● Material shown:
=====
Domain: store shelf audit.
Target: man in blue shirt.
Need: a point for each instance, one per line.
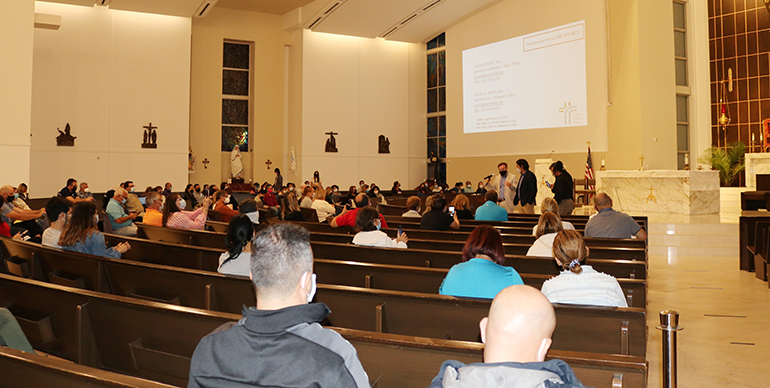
(490, 210)
(122, 223)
=====
● Exercise: Rewrite the rows above as a two-column CSV with the headers request and answer, one line per row, putting each row's text and its answer in one quoted field with line breaks turned into spaces. Leave the pictures out.

● Task response:
request,answer
"Domain: store shelf audit. Target: man in blue shirt. Need: a point for each instance, one per line.","(490, 210) (122, 223)"